*** Opening SELECTED EXCERPT ***
Thursday, 30 April 2009

Doctor, Doctor!

Oh I feel rough, I feel awful today. My throat's killing me, I've got a headache, my temperature's sky high, I feel dizzy.

I think I've got that swine flu... I keep coming out in RASHERS!!

Wednesday, 29 April 2009

Treadmill Gangster

I use a treadmill because I love food and I like to know that I'm doing something to counter-act the effects of chocolate, fried chicken and cheesecake. The very idea of my belly hanging over my knickers is a turn-off.

I love my treadmill, but I've never used a treadmill like this video and my treadmill has never treated me as rough as it treated the guy in this video either.

Look, learn (how not to use a treadmill) and enjoy!



I'm still laughing now!

Tuesday, 28 April 2009

Dear Lord, am I losing the plot?

I was driving past the common last night and in the darkness I saw a rat crossing the road! What should have happened is I was supposed to drive on by, wondering where it was going, what it was doing and why was it walking so slowly without purpose.

But oh no, instead I scream, slam on the breaks and sit there panting as if a fire breathing dragon was crossing the road!

Surely this kind of behaviour can’t be right.

Monday, 27 April 2009

Heir Today, or even Hair Today... Gone Tomorrow

Prince William seems to be losing his hair at an alarming rate. At a mere 26 years old, his hair seems to be not only running away from his forehead but there seems to be a patch in the middle.

Now hair-loss is no joke and nothing unusual; I’m not here to poke fun at men (or women) who lose their hair. I come from a family of men who suffer from male pattern baldness. I’m just lucky I’m a woman, otherwise I too might be one of the Mayfield clan sporting a Samuel L Jackson right now.

I’m only here to give Prince William some unsolicited advice (unsolicited is ALWAYS the worst kind of advice, rightly attributed to busy-bodies like myself). Maybe the Prince might want to think about removing all of his hair, although that’s a pretty brave move if you’re hell bent on holding on to at least some semblance of youth.
*** Closing SELECTED EXCERPT ***
*** Opening GIVEN DATA ***
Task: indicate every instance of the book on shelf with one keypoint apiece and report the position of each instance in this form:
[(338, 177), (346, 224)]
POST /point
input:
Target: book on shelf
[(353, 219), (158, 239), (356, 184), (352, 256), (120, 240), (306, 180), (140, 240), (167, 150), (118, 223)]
*** Closing GIVEN DATA ***
# PROMPT 1
In the blog entries, what animal did the writer see crossing the road while driving past the common at night?
# PROMPT 2
Carry on the blog entries from the last sentence of the post about Prince William's hair loss.

# OUTPUT 1
A rat.

# OUTPUT 2
But I must say, there’s something incredibly sexy about a man with a bald head. It’s far more sexy to take it all off and have a naked head as opposed to keeping a little piece for old-times sake!

Sunday, 26 April 2009

A Whole Lot of Bull

A bull who escaped from the rest of the cattle in Ballinrobe in Ireland ended up running wild in a supermarket of all places.

By some miracle, no one was hurt! If it was my local and I was minding my own business browsing around the baked beans and tea bags, the shock would have killed me.

Saturday, 25 April 2009

An August Thought

Some people say that when you're in trouble, people who call you to sympathise are really only looking for more details.

Friday, 24 April 2009

Dying to be thin

I think someone should tell Lindsay Lohan that she’s suffering from malnutrition.

Maybe she's so busy that she keeps on forgetting to eat!

The opposite of malnutrition is Jill Scott who gave birth to a baby boy on Monday.

The August Mayfield Diaries

MUM, I NEED A JOB!

Does this statement mean that 18 hours in labour is about to pay off? Instead of my 15 year old saying to me "mother I need your purse; there's a tenner in there with my name on it" he asked me if I could help him to find a job!

My first words were no, my mum and dad didn't help me to get a job, they just made it clear that I was 15 now so it was about time I thought about how I was going to survive the rest of my life without the bank of mum & dad. My father made it clear that I had plenty of "stuff" but if I wanted more "stuff", I'd have to earn my own money in order to get it.

Read more...

Wednesday, 22 April 2009

The Mane Event!

That is some hair!

Cameroon's First Lady Chantal Biya sitting next to Prime Minister Gordon Brown’s wife Sarah.

The women are attending the African First Ladies Health Summit in Los Angeles.



The two-day summit brings together the wives of 14 African leaders to discuss with health experts and philanthropists the issues facing their countries.



Chantal is the second wife of President Paul Biya of Cameroon.

Do you think she back combs it or maybe she sets it on heated rollers.

Monday, 20 April 2009

I didn't steal your condoms...

...well actually, in order not to burn in hell, I think the truth is my name is August Mayfield and I'm a condom thief!

It my eldest brother's birthday today. I thought today might be a good day to get a 25 year old confession off my chest.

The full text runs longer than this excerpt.